▸ **SET EXERCISE**: Print the rows exactly as they appear, from the first one through the line that contains "517], [352, 551]]", including that line.

▸ **RECORDED DATA**:
********************

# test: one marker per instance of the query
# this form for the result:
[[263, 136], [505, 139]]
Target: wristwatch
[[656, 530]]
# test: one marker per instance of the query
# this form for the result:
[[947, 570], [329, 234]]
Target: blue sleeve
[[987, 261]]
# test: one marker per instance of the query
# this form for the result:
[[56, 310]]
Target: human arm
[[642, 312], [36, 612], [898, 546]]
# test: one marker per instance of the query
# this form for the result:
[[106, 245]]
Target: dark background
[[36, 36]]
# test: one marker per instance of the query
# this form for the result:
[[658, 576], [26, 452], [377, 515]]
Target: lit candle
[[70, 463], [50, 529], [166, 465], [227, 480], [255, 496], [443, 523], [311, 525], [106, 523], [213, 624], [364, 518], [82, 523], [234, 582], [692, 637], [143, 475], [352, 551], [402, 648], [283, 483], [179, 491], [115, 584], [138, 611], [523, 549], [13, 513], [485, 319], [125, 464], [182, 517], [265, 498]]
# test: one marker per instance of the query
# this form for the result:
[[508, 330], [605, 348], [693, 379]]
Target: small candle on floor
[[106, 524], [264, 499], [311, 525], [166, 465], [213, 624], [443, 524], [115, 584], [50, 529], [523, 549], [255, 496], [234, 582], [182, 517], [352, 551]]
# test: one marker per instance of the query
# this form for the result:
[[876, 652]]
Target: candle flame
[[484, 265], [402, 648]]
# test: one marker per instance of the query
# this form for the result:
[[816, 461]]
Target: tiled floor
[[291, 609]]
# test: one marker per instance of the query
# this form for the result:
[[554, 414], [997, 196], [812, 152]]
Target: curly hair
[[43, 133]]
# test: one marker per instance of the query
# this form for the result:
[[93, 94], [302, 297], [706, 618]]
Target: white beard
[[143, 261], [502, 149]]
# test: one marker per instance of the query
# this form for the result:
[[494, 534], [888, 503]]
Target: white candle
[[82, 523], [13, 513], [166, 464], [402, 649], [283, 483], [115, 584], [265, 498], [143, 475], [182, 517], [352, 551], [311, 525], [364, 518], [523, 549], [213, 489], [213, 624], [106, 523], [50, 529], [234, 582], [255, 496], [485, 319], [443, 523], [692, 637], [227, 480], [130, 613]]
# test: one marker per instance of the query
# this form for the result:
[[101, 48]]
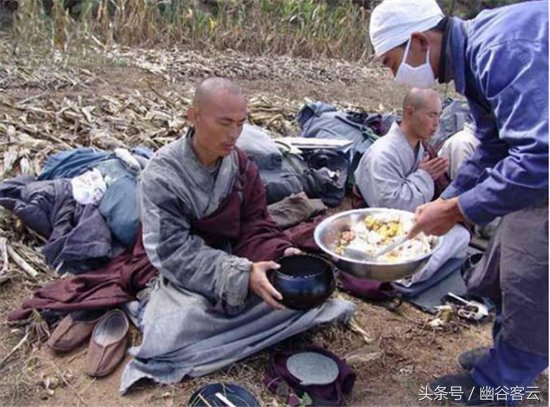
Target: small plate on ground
[[312, 368]]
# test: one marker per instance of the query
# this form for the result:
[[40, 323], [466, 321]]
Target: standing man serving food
[[499, 62]]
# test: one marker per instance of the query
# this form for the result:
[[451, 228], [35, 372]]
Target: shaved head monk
[[207, 230]]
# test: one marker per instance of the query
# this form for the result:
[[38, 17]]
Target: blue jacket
[[500, 63]]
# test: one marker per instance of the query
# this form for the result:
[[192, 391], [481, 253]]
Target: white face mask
[[421, 76]]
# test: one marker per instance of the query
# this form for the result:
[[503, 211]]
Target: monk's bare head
[[218, 114], [421, 113]]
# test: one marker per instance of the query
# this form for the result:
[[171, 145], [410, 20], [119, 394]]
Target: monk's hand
[[260, 285], [436, 218], [292, 251], [436, 167]]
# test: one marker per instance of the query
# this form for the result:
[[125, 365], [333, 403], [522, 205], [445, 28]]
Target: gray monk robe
[[202, 229], [388, 176]]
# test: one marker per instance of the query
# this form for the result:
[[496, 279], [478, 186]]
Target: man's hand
[[436, 218], [292, 251], [436, 167], [260, 285]]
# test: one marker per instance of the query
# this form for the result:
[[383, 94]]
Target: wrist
[[454, 209]]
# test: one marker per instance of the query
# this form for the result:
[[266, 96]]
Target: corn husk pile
[[49, 104], [178, 65]]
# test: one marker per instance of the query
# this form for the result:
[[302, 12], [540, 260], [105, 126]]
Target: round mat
[[312, 368]]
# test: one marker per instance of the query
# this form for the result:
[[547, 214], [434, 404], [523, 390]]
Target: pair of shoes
[[468, 359], [461, 389], [108, 344], [73, 330]]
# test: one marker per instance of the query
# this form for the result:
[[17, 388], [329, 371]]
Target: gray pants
[[514, 274]]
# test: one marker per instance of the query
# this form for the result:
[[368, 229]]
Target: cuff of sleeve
[[450, 192], [472, 209], [235, 291]]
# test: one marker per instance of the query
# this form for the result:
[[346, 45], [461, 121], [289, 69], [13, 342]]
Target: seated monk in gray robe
[[395, 172], [207, 230]]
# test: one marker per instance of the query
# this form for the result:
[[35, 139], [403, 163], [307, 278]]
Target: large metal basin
[[327, 234]]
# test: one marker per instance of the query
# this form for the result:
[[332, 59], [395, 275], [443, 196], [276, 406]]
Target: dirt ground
[[402, 354]]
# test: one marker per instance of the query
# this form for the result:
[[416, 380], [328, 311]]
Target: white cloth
[[388, 176], [89, 187], [458, 148], [393, 22]]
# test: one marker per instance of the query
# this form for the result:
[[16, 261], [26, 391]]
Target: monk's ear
[[192, 115], [409, 110]]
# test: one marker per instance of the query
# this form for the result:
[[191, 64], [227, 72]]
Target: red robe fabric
[[242, 218]]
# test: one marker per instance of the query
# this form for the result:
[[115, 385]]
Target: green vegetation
[[305, 28]]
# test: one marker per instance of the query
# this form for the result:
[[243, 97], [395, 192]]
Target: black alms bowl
[[305, 281]]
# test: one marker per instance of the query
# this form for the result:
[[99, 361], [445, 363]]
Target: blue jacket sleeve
[[514, 79]]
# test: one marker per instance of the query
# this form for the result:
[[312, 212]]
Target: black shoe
[[461, 389], [468, 359]]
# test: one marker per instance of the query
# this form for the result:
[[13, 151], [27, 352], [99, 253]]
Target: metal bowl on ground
[[305, 281], [327, 235]]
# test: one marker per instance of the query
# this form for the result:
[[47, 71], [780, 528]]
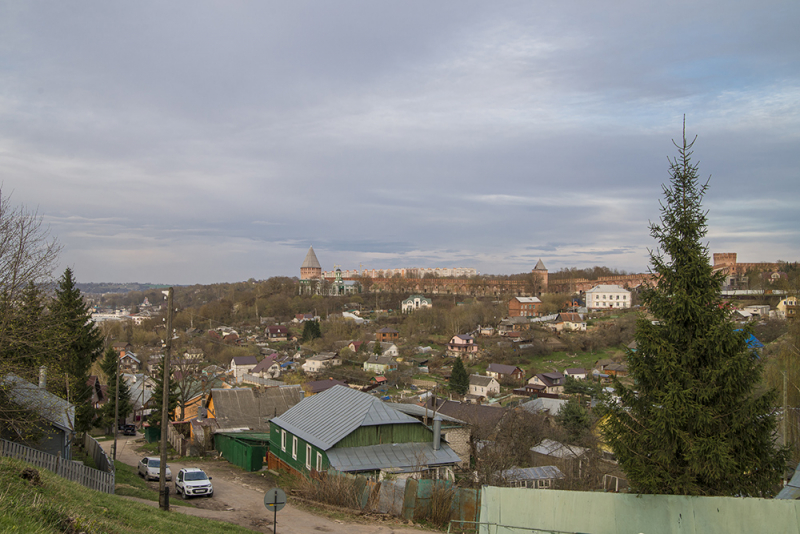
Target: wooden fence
[[101, 459], [75, 471]]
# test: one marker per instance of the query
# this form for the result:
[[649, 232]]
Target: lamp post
[[163, 496]]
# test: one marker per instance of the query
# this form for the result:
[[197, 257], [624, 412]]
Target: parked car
[[150, 468], [192, 482]]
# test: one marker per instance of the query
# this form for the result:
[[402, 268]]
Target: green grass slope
[[52, 504]]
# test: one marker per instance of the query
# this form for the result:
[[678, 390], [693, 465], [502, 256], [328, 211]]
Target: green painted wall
[[517, 511], [376, 435], [298, 463]]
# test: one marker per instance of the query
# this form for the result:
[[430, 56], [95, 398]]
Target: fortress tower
[[541, 271], [311, 269]]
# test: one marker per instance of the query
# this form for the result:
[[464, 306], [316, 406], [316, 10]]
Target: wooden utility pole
[[116, 413], [785, 409], [163, 496]]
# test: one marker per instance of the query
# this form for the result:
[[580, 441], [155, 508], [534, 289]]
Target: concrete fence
[[75, 471], [412, 499]]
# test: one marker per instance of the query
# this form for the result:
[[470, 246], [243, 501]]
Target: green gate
[[248, 450]]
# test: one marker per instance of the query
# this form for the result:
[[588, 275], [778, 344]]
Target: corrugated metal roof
[[400, 456], [326, 418], [45, 404], [252, 408], [791, 490], [555, 449], [416, 410], [518, 474]]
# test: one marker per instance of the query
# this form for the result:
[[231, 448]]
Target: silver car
[[192, 482], [150, 468]]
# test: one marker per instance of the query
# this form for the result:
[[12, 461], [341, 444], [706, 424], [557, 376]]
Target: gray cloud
[[203, 142]]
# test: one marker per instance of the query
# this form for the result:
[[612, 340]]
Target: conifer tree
[[109, 366], [459, 379], [158, 398], [695, 421], [78, 343]]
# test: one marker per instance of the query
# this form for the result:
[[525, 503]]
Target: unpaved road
[[239, 498]]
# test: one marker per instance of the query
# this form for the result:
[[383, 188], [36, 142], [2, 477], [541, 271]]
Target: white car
[[192, 482], [150, 468]]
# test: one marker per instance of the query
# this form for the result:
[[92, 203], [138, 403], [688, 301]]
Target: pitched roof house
[[462, 344], [380, 364], [501, 371], [57, 416], [387, 334], [238, 409], [553, 382], [351, 431], [483, 386], [241, 365]]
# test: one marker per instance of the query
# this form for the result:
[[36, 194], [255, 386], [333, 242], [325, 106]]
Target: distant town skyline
[[204, 142]]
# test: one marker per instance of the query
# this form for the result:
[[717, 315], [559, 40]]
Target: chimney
[[437, 433]]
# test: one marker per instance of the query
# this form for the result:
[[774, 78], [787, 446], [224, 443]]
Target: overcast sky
[[201, 142]]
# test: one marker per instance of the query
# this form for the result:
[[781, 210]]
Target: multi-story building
[[414, 303], [524, 307], [607, 297]]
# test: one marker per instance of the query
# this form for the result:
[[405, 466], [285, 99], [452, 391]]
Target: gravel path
[[239, 499]]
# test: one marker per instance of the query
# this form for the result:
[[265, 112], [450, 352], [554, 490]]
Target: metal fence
[[75, 471]]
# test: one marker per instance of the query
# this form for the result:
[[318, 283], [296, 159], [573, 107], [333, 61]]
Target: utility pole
[[163, 496], [785, 409], [116, 412]]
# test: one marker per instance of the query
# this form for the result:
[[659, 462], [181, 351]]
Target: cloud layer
[[203, 142]]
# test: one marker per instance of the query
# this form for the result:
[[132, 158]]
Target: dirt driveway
[[239, 498]]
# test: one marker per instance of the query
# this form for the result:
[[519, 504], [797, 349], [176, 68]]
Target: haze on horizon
[[202, 142]]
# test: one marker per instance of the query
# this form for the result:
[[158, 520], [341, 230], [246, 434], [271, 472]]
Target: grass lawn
[[55, 505]]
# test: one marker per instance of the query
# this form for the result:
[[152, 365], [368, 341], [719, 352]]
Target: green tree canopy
[[78, 343], [694, 423], [109, 366], [158, 398]]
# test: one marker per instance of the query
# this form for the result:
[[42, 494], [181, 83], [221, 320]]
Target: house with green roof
[[355, 432]]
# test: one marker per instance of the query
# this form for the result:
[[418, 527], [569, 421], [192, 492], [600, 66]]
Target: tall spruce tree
[[158, 398], [694, 422], [77, 344], [459, 379], [109, 411]]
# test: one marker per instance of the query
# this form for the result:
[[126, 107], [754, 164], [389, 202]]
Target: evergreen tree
[[26, 341], [109, 366], [78, 343], [311, 330], [158, 398], [574, 419], [694, 422], [459, 379]]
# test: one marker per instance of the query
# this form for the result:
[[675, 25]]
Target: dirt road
[[239, 498]]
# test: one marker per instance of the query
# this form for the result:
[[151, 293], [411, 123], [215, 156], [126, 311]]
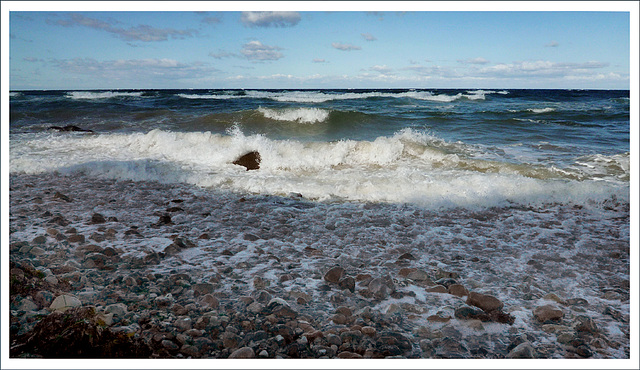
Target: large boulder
[[251, 161], [547, 313], [484, 301]]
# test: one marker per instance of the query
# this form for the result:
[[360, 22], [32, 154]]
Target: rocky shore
[[121, 269]]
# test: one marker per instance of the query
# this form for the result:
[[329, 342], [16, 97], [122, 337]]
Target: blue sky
[[287, 48]]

********************

▸ **EXERCISE SOLUTION**:
# test: one marker per instance of the query
# this form for the result:
[[263, 136], [505, 139]]
Target: wristwatch
[[656, 530]]
# test: one marker per instance of the query
# this form for the result:
[[947, 570], [329, 234]]
Target: blue sleeve
[[987, 261]]
# test: one marker per instance of the query
# this form for the result:
[[56, 310]]
Target: human arm
[[642, 312], [36, 612], [898, 546]]
# test: one marker per instance of the query
# this form for the result:
[[106, 245]]
Target: dark background
[[36, 36]]
# test: one marker per instance of the query
# this form for the result:
[[658, 576], [26, 452], [377, 515]]
Target: lit candle
[[70, 463], [50, 529], [166, 465], [227, 480], [255, 496], [443, 523], [311, 525], [106, 523], [213, 624], [364, 518], [82, 523], [234, 582], [692, 637], [143, 475], [352, 551], [402, 648], [283, 483], [179, 491], [115, 584], [138, 611], [523, 549], [13, 513], [485, 319], [125, 464], [182, 517], [265, 498]]
# test: one marker per instance of the query
# this form for the result:
[[508, 330], [605, 348], [693, 379]]
Target: small candle on floor
[[106, 524], [264, 499], [311, 525], [166, 465], [213, 624], [443, 524], [115, 584], [50, 529], [523, 549], [255, 496], [234, 582], [182, 517], [352, 551]]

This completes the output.